> Recorded data
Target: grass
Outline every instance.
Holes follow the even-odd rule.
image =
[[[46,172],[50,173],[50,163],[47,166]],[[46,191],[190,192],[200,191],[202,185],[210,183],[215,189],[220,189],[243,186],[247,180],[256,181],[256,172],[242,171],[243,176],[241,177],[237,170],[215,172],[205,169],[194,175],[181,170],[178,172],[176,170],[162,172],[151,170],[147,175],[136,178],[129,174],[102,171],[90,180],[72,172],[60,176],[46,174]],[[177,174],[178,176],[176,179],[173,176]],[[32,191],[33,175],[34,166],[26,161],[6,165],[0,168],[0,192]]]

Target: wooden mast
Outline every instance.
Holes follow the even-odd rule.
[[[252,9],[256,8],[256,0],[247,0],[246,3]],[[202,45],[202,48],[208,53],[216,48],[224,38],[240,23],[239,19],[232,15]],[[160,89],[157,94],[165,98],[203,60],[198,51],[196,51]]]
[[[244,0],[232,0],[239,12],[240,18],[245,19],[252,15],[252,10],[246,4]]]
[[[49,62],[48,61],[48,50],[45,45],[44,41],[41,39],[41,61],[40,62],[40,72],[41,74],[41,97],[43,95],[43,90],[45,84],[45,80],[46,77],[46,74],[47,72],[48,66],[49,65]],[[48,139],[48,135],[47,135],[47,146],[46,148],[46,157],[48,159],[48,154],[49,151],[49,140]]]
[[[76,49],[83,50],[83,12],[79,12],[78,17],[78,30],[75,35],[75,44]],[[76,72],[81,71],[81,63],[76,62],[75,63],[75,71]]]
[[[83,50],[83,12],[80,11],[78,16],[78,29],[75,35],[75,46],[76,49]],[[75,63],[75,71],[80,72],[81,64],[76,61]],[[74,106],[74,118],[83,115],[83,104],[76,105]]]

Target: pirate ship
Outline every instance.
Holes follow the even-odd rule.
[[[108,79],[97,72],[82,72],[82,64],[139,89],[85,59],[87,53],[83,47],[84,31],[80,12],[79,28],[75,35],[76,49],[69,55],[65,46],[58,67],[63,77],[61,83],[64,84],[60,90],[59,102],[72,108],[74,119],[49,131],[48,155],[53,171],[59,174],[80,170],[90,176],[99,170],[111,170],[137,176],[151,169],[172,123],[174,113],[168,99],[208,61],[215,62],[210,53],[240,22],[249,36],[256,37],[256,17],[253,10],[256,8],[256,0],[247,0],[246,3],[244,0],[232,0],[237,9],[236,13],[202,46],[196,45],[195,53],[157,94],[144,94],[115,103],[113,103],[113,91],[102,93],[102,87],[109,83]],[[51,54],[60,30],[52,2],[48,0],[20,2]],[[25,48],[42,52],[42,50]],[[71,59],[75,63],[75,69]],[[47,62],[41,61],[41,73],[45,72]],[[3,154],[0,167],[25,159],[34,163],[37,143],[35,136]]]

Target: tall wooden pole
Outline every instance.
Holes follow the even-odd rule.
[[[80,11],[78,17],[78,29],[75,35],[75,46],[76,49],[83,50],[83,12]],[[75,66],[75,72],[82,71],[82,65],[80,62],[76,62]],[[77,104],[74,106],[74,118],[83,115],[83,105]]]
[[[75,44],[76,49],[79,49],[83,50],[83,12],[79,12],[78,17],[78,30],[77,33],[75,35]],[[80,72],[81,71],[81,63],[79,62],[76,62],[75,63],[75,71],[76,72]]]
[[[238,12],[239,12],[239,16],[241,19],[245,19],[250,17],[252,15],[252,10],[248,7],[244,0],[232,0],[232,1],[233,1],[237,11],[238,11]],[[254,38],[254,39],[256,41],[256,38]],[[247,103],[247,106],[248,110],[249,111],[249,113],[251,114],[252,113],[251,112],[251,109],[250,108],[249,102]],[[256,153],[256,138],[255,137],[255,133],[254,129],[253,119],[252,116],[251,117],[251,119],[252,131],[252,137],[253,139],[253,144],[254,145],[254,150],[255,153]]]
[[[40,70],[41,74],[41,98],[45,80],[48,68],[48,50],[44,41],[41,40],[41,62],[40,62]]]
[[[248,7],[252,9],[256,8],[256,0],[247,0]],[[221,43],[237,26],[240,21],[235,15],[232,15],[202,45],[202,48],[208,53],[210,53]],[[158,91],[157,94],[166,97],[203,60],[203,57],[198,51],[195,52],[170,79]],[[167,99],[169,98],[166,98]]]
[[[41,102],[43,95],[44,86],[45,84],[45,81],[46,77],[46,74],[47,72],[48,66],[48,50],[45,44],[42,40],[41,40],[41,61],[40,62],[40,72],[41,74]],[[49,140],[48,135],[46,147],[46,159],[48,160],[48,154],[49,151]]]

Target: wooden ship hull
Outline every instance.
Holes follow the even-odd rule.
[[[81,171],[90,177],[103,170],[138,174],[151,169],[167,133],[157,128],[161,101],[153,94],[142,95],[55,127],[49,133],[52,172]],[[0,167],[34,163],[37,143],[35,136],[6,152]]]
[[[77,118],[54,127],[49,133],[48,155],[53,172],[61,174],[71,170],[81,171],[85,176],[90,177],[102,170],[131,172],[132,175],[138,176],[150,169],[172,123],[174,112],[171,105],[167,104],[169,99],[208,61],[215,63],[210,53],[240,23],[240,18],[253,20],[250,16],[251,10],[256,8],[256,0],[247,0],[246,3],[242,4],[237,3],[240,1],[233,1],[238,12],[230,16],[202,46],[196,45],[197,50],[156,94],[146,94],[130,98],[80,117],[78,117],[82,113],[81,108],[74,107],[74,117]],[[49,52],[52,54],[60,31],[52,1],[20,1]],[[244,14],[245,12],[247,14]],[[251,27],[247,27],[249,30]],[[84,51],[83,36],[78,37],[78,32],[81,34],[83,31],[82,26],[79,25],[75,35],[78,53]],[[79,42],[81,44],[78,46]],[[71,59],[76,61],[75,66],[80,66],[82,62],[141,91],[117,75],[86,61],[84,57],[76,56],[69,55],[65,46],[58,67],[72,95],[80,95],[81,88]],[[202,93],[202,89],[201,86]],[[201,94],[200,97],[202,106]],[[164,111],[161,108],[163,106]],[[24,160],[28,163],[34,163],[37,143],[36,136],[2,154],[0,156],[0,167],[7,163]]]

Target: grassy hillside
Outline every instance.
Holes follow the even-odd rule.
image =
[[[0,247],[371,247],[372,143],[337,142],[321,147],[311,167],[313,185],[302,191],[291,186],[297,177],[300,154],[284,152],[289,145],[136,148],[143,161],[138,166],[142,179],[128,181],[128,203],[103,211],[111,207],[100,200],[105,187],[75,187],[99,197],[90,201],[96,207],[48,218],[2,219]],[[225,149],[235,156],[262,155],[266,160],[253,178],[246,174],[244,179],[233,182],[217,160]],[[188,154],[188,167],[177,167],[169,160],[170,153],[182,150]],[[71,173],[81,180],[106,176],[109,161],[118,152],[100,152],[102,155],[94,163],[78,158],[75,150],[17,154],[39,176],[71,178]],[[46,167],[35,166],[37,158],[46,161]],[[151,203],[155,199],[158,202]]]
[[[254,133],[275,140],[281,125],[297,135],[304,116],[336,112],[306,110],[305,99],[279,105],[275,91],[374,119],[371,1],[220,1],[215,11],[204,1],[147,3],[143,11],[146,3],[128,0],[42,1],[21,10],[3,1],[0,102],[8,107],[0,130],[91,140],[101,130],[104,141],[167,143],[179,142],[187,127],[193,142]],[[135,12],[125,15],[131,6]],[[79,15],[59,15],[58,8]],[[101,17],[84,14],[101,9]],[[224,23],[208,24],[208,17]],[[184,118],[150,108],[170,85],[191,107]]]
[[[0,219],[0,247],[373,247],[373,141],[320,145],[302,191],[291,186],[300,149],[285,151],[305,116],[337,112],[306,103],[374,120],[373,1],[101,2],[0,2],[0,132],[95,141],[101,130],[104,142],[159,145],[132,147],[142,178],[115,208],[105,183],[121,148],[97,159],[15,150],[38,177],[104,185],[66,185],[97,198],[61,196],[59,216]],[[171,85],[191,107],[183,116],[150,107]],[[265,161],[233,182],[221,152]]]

> Required task
Rewrite the lines from the one containing "Target: grassy hillside" through the end of the rows, swapping "Outline" for "Trace" and leaving everything else unchanged.

> Exercise output
Target: grassy hillside
Trace every instance.
Holes follow the even-odd rule.
image =
[[[0,247],[371,247],[372,143],[337,142],[321,147],[311,167],[313,185],[302,191],[291,186],[297,177],[300,154],[284,152],[289,145],[136,148],[143,161],[138,166],[142,179],[128,181],[128,203],[103,211],[111,207],[100,200],[105,187],[75,187],[99,197],[90,201],[96,207],[48,218],[2,219]],[[225,149],[235,156],[262,155],[266,160],[253,178],[246,174],[244,179],[233,182],[217,160]],[[188,154],[188,167],[177,167],[169,160],[170,153],[182,150]],[[71,173],[81,180],[106,176],[109,161],[118,152],[100,152],[102,155],[94,163],[78,158],[75,150],[17,154],[39,176],[71,178]],[[46,167],[35,166],[37,158],[46,161]],[[151,203],[155,199],[158,202]]]
[[[254,133],[275,140],[281,125],[297,135],[304,116],[336,112],[306,110],[305,99],[279,105],[275,91],[374,119],[371,1],[220,1],[215,11],[204,1],[147,3],[143,11],[146,3],[128,0],[42,1],[21,10],[3,1],[0,102],[8,107],[0,130],[91,140],[101,130],[104,141],[167,143],[179,142],[187,127],[193,142]],[[135,12],[125,15],[131,6]],[[79,15],[59,15],[58,8]],[[101,17],[84,14],[101,9]],[[224,23],[208,24],[208,17]],[[184,118],[150,108],[170,85],[191,107]]]
[[[0,219],[0,247],[373,247],[373,141],[320,145],[302,191],[291,186],[300,149],[285,151],[305,116],[337,112],[306,103],[374,120],[373,1],[101,2],[0,2],[0,132],[95,141],[101,130],[104,142],[159,145],[132,147],[142,178],[115,208],[105,183],[121,148],[97,159],[15,150],[38,177],[104,185],[66,185],[97,198],[61,196],[59,216]],[[171,85],[191,107],[183,116],[150,107]],[[265,161],[233,182],[221,152]]]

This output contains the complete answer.